:: Records provided ::
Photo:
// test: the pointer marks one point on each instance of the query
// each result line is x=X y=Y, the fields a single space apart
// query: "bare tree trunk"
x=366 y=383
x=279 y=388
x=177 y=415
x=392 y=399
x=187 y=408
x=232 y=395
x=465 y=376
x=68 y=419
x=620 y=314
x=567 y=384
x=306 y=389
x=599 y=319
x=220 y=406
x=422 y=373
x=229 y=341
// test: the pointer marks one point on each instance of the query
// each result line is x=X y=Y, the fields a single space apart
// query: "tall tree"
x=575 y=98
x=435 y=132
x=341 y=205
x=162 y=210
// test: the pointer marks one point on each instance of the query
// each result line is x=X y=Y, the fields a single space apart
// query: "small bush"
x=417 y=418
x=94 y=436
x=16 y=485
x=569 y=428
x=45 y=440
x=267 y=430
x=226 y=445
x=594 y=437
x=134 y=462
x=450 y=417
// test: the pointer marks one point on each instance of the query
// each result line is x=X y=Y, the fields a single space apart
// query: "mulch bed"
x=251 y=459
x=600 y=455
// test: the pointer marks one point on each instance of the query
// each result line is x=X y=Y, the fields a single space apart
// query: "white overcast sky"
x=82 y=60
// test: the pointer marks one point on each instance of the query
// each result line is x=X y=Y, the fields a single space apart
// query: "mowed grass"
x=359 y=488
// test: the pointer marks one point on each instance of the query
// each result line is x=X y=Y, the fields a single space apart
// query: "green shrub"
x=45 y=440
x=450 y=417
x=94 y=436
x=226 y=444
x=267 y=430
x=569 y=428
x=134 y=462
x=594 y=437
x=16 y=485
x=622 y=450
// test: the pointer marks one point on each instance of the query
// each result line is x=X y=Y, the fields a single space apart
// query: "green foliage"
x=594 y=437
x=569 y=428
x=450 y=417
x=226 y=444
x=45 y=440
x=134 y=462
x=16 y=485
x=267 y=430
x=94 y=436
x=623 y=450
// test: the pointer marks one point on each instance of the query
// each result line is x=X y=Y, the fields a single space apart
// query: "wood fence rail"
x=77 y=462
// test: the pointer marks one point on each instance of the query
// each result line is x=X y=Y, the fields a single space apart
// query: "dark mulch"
:::
● Written task: Copy every item above line for line, without changing anything.

● Finished task:
Photo:
// test: the pointer marks one point on each instance of the query
// each result line is x=X y=Y, the fields a single space apart
// query: "bare tree trunk"
x=366 y=383
x=279 y=388
x=177 y=415
x=392 y=399
x=187 y=408
x=232 y=395
x=465 y=376
x=68 y=419
x=620 y=314
x=567 y=384
x=306 y=389
x=599 y=319
x=220 y=406
x=422 y=373
x=229 y=341
// test: the pointer marks one point on each instance of the query
// each result line is x=X y=Y, the fields a single space apart
// query: "tall tree"
x=575 y=98
x=435 y=132
x=341 y=205
x=162 y=210
// test: the pointer marks one point on each instance of the query
// each result line is x=X y=Y, the fields a single space apart
// query: "small bush"
x=417 y=418
x=94 y=436
x=16 y=485
x=569 y=428
x=45 y=440
x=267 y=430
x=226 y=445
x=594 y=437
x=134 y=462
x=450 y=417
// test: the pointer marks one point on each instance of the query
// each result line is x=X y=Y, the fields a single space apart
// query: "mulch bed"
x=251 y=459
x=600 y=455
// test: the pointer marks one point on each instance of the query
// each result line is x=X y=Y, the fields a single space apart
// query: "white overcast sky"
x=82 y=60
// test: the pointer marks one point on each instance of the query
// each result line is x=X y=Y, the fields a single space apart
// query: "mowed grass"
x=359 y=488
// test: the pointer marks one point on each instance of the query
// each result line is x=X y=Y, the fields a single space apart
// query: "green shrub"
x=45 y=440
x=450 y=417
x=94 y=436
x=226 y=444
x=267 y=430
x=569 y=428
x=134 y=462
x=594 y=437
x=16 y=485
x=622 y=450
// test: the pointer marks one point on each instance of the query
// each result line is x=X y=Y, the fields a single space apart
// query: "green foliage"
x=594 y=437
x=569 y=428
x=450 y=417
x=226 y=444
x=45 y=440
x=134 y=462
x=16 y=485
x=267 y=430
x=94 y=436
x=623 y=450
// test: the pointer marks one point on each instance of the query
// each result line is x=X y=Y, the fields a single space apart
// query: "wood fence rail"
x=77 y=462
// test: the pointer marks one point on each instance of the query
// each result line is x=X y=Y, the fields a single space apart
// query: "dark mulch"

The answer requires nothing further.